*** Opening of Raw data ***
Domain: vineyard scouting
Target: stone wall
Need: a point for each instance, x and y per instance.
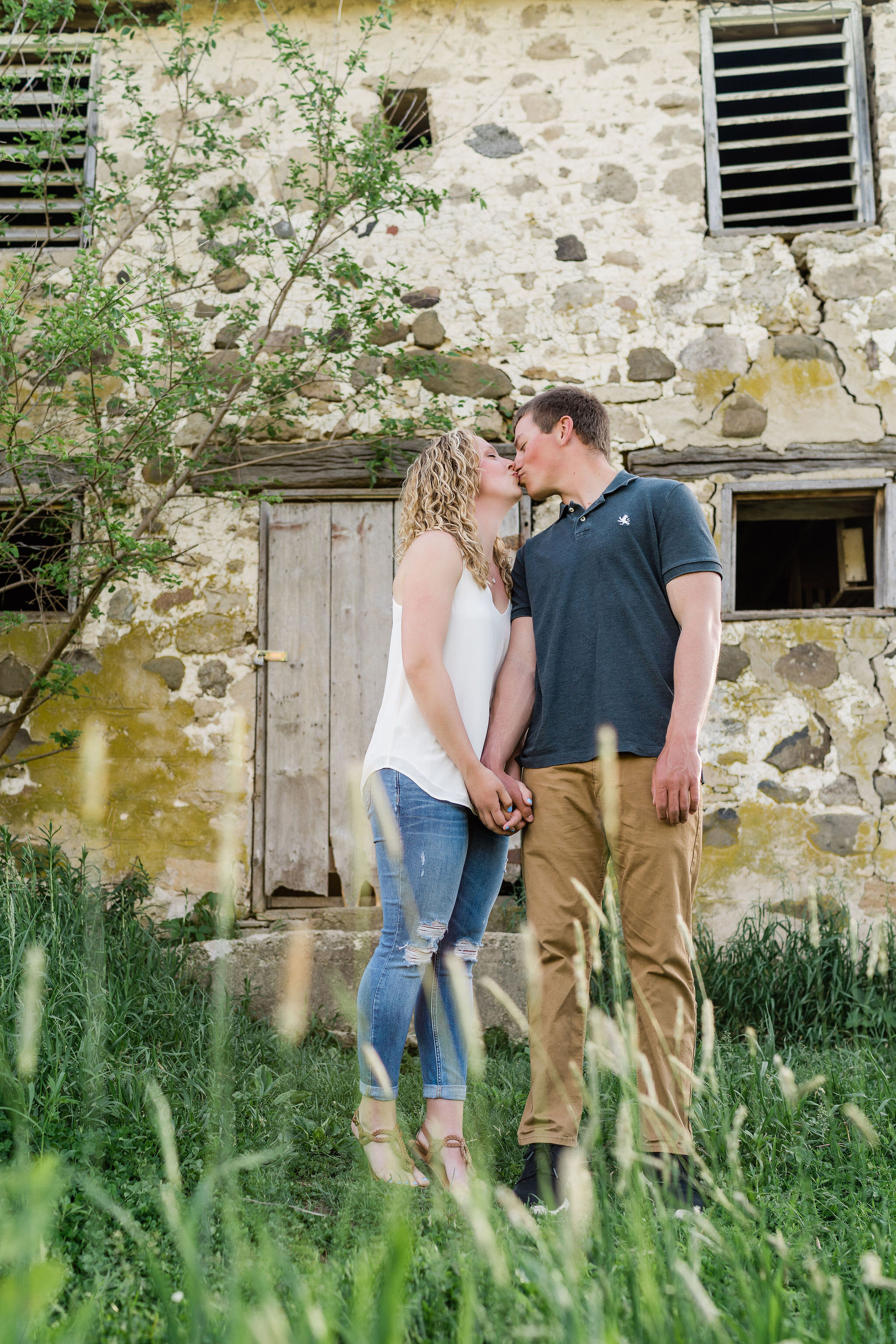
(164, 671)
(581, 128)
*** Close of Raw data ***
_Your instructions:_
Return exactly, with no pictures, each line from the one that contains "Need: a point" through the end of the entries above, both ends included.

_Written answer:_
Need: a point for each instance, x and y per instance.
(164, 671)
(581, 128)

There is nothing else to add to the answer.